Exercise goal:
Would you repeat each of the lines below exactly?

Data in this exercise:
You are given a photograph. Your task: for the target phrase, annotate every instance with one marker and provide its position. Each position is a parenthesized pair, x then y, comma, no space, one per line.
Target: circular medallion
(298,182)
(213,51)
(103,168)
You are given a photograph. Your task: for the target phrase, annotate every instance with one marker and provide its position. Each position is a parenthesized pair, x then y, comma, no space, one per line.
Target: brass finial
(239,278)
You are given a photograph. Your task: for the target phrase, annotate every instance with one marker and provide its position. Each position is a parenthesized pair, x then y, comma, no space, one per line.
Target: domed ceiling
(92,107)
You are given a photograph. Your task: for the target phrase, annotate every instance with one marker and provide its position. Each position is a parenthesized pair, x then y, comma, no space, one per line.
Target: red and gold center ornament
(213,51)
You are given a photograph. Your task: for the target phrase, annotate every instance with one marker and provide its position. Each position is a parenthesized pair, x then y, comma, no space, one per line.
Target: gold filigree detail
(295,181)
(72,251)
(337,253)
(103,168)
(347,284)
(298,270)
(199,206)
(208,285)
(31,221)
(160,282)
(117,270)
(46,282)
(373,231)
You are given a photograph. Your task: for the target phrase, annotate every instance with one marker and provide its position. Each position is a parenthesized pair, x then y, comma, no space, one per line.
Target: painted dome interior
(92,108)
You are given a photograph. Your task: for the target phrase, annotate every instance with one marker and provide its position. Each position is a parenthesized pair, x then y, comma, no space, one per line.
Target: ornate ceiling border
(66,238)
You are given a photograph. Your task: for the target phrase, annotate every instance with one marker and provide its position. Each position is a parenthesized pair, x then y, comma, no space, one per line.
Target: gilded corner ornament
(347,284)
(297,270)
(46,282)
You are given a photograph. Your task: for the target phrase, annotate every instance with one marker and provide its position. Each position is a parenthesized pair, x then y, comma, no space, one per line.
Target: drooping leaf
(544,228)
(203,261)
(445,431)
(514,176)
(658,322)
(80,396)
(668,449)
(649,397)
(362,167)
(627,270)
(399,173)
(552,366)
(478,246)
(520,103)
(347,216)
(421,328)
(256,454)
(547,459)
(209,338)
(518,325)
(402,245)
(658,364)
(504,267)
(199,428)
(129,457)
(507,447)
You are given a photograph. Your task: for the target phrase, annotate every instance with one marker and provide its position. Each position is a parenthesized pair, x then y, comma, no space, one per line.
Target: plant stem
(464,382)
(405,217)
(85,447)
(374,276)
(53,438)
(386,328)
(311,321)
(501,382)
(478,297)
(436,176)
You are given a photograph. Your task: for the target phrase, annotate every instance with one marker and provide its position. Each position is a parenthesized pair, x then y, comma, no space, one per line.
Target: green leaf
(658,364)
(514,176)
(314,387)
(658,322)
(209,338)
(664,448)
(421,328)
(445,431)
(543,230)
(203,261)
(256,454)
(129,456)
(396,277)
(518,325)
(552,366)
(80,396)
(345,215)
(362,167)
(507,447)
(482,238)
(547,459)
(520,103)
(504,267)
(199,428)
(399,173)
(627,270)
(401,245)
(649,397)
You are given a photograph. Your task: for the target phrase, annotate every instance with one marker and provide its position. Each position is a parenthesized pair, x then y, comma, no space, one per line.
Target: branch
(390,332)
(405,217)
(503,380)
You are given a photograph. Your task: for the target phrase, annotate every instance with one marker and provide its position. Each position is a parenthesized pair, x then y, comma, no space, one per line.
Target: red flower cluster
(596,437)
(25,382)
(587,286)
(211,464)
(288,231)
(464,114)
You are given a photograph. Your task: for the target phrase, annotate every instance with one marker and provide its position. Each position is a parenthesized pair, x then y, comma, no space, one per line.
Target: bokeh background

Worked solution:
You are given a photograph. Your task: for the target phrase, annotate every instance with one marker and provide its position. Each position is a parenthesized pair, x then y, comma, no space, one per line.
Target: circular medallion
(298,182)
(213,51)
(103,168)
You are given a photograph. Your task: for the target phrase, annotate every instance with one marker and provide its position. Each position is a parenthesized pair, x then y, comma, no space, one per line.
Target: brass finial
(239,278)
You are given a photograph. Your task: for the target phrase, annotate every instance with one marker and provide its position. Each position is a parenthesized pair, x then y, comma, no space, one per line.
Target: domed ceiling
(92,107)
You are given a photograph. Your task: for the target phrase, annotate every instance with one marker and provide its position. Each position is a parenthesized pair, x then y, comma, no space, one per line.
Target: red and gold center ornament
(213,51)
You are given a photograph. Your task: for the target phrase, annotate every instance with one marker and provide its position. Each position is a parenthesized pair, x then y, comma, no space, one per line.
Target: gold filigree detail
(295,181)
(72,251)
(337,253)
(103,168)
(347,284)
(298,270)
(199,206)
(208,285)
(31,221)
(160,282)
(117,270)
(46,282)
(373,231)
You are given a photograph. Your task: for the target phrase, annotate every instance with one marker and provide its position. Each position is a parenthesized pair, x then y, comma, no space, one per line.
Target: painted dome interior
(92,108)
You are given a photograph. Your task: for the target phrase, annotate every instance with one marker and provide its position. Each position is a parenthesized pair, x then y, comma, no space, one per line.
Target: ornate ceiling border
(66,238)
You are given a photograph. Your task: for the target phrase, annotate every instance with one marker and provide its position. Each position is a parenthesized pair, x then y, comma, no space, one per line.
Target: gilded corner ornament
(347,284)
(297,270)
(46,282)
You are given a photograph. Your task: for the target phrase, annotate every instance with one marker and provide its position. Each position is a parenthesized pair, x then y, comma, no space, one per line.
Target: drooping leaf
(544,228)
(203,261)
(445,431)
(514,176)
(658,322)
(80,396)
(668,449)
(649,397)
(362,167)
(627,270)
(399,173)
(552,366)
(478,246)
(520,103)
(347,216)
(421,328)
(256,454)
(547,459)
(209,338)
(518,325)
(402,245)
(658,364)
(504,267)
(199,428)
(129,457)
(507,447)
You are given a photograph. Your task: for the target phrase, annotate every instance with one marker and provide its position. Each position is a parenthesized pair, x then y, comma, no space, one per line.
Target: plant stem
(464,382)
(405,217)
(85,447)
(374,276)
(53,438)
(386,328)
(311,321)
(501,382)
(478,297)
(436,176)
You are given a photograph. Your task: for the target phrase, annotate every instance with one marker and provide its position. Each position is a parenthesized pair, x then y, comma, no space, one per line.
Target: green leaf
(658,364)
(514,176)
(314,387)
(658,322)
(209,338)
(664,448)
(421,328)
(445,431)
(543,230)
(203,261)
(256,454)
(129,456)
(396,277)
(518,325)
(552,366)
(80,396)
(345,215)
(362,167)
(507,447)
(482,238)
(547,459)
(520,103)
(504,267)
(199,428)
(399,173)
(627,270)
(401,245)
(649,397)
You are given a photograph. Your task: for the target phrase, annotate every instance with one marker and provide its position. Each position is a parenthesized pair, x then y, comma, no space, one per line.
Target: branch
(390,332)
(405,217)
(503,380)
You are given a photograph. Your task: for the target phrase, annotate every instance with one marker and provide its position. Each position is a parenthesized pair, x then y, comma, no space, one per line.
Target: red flower cluster
(596,437)
(25,382)
(587,286)
(211,464)
(288,231)
(464,114)
You are given a photograph. Your task: for the target phrase, annotate every instance with one marker and provide its position. Each position is a parenthesized pair, x then y, comma, no space, one per line.
Target: bokeh background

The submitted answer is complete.